Knowledgebase-Collecting Back Property Taxes Due to Clerical Error

Information Product

Title:Collecting Back Property Taxes Due to Clerical Error
Summary:MTAS was asked what the statute of limitations is on a clerical error in the office of the county property tax assessor that saw a piece of property within the City left off the city’s property tax rolls.
Original Author:Hemsley, Sid
Product Create Date:04/09/2007
Last Reviewed on::03/19/2010
Subject:Tax collection; Taxes--Real property--Tennessee
Type:Legal Opinion
Legal Opinion: Collecting Back Property Taxes public.doc

Reference Documents:

Text of Document: April 9, 2007

Dear City Administrator:

You have the following question: What is the statute of limitations on a clerical error in the office of the county property tax assessor that saw a piece of property within the City left off the city’s property tax rolls? As I understand the facts, a change in both the location of the business within the city, and a change of ownership of the business, occurred about six years ago (2000–2001), and in the process of those changes the county property tax assessor keyed the piece of property onto the county’s property tax rolls, but did not key the piece of property onto the city’s tax rolls.

The answer appears to be governed by Tenn. Code Ann. 67-5-509, which is entitled Errors–Correction of Assessments. Under that statute the property owner would owe the taxes for the current year and two back years.

Tenn. Code Ann. 67-5-509 provides that:

(c)(1) Whenever the assessor shall discover, or it has been called to such assessor’s attention, that there has been an error or omission in the listing, description, classification or assessed value of property or any other error or omission in the tax rolls held by the trustee or municipal collector, the assessor shall certify the facts to the trustee or municipal collector, who shall receive the tax on the corrected assessment and report the difference in the trustee’s or municipal collector’s errors and releasement list, and shall make such other corrections as such certificate may show right and proper.

(2) the assessor shall certify to the trustee or municipal collector the facts and the reasons for such a change in such assessment, and the tax shall be collected upon the revised assessment.

(3) ***************************************************

(d) Correction of assessments pursuant to this section must be requested by the taxpayer, or initiated by the assessor, prior to March 1, no more than the second year following the tax year for which the correction is to be made. Additional taxes due as the result of a corrected assessment shall not be deemed delinquent until sixty (60) days after the date notice of the corrected assessment is sent to the taxpayer. Once a suit has been filed for the collection of delinquent taxes pursuant to 67-5-2405, the assessment and levy for all county, municipal and other property tax purposes are deemed to be valid and are not subject to correction under this section. [Emphasis added by me.]
(e) ************************************************
(f) Errors or omissions correctable under this section include only obvious clerical mistakes, involving no judgment or of discretion by the assessor, name or address of an owner, the location or physical description of property, misplacement of a decimal point or mathematical calculation, errors of classification, and duplicate assessments. Errors or omissions correctable under this section do not include clerical mistakes in tax reports or schedules filed by a taxpayer with the assessor.

------------------------------

Parts of the exercise —
1. In the legal opinion on collecting back property taxes, how many years of taxes would the property owner owe under Tenn. Code Ann. 67-5-509?
2. Subsection (c)(1), as quoted in the legal opinion on collecting back property taxes, names several aspects of property in which an error or omission may occur. List all of them.
3. Extend the legal opinion on collecting back property taxes, beginning after its last sentence.

Source material —
------------------------------

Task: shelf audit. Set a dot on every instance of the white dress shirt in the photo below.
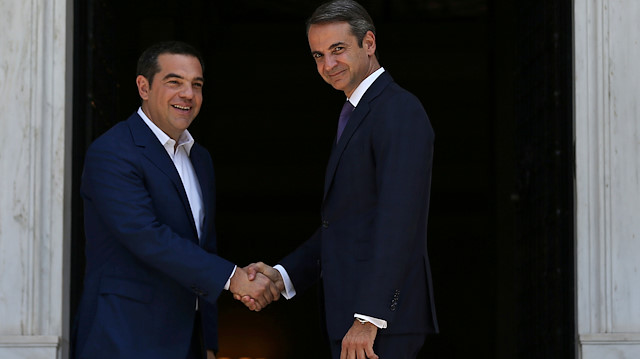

------------------------------

Answers for the exercise —
1. The taxes for the current year and two back years.

2. Listing, description, classification, and assessed value.

3.
Subsection (f) is the product of Public Acts 1990, Chapter 898, 2, the preface of which declared:

WHEREAS, Tennessee Code Annotated, Section 67-5-509, has been judicially interpreted that corrections of errors or omissions are limited to those errors or omissions that are “housekeeping”; and

WHEREAS, the Attorney General and Reporter has opined that only errors which are ascertainable on their face may be corrected;....

I am not sure to what case the first WHEREAS has reference, but the second WHEREAS apparently has reference to Tennessee Attorney General’s Opinion dated June 25, 1976 to the Williamson County Attorney, and to 87-90, dated May 14, 1987. Whatever the precise references there, it appears clear that the intent of Public Acts 1990, Chapter 898, with respect to assessment mistakes was to limit them to “housekeeping errors.” The mistake at issue in your City is a simple information keying error, which appears to qualify as an “obvious clerical mistake, involving no judgment or discretion by the assessor...,” under Tenn. Code Ann. 65-5-509(f).

Surprisingly, there are few cases in which Tenn. Code Ann. 67-5-509 has been an issue, and only one unreported case involves the question of what kind of error constitutes a clerical error within the meaning of that statute: Metropolitan Government of Nashville and Davidson County v. Delinquent Taxpayers, 2005 WL 737126 (Tenn. Ct. App). Unreported cases do not have the precedential authority of reported cases, but that one is all we have. There the defendant-taxpayer argued that the property assessor’s mistake was one of classification and was not covered by Tenn. Code Ann. 67-5-509. The Court agreed, and reasoned that:

We tend to agree that the Assessor’s mistake here was the result of an error in judgment and discretion and not a product of a clerical blunder. [Citation omitted.] Although the mistake at issue was an “error[ ] of classification,” we believe that it was not one that would be apparent from the face of the official tax and assessment records...”[Citation omitted.] When the Assessor made the decision to remove greenbelt status from the entire parcel, he was making a decision based upon information that, in his discretion, warranted such a classification. This type of action, we believe, does not fall under section 67-5-509 and is not comparable with the types of envisioned errors correctable under that section, such an incorrect “name or address of an owner” or the “misplacement of a decimal point or mathematical miscalculation.” [Citation omitted.]

At first glance, Tenn. Code Ann. 67-5-509 appears to apply only to complaints in assessment errors by taxpayers. However, Tennessee Attorney General’s Opinion 87-90 opines that that statute also applies to complaints of assessment errors by taxing jurisdictions. That statute has been changed several times since 1987, including the addition by Public Acts 1992, Chapter 996, of the precise time limitation on when the correction to the assessment can be made contained in subsection (d), but none of those changes appear that they would change the Attorney General’s answer.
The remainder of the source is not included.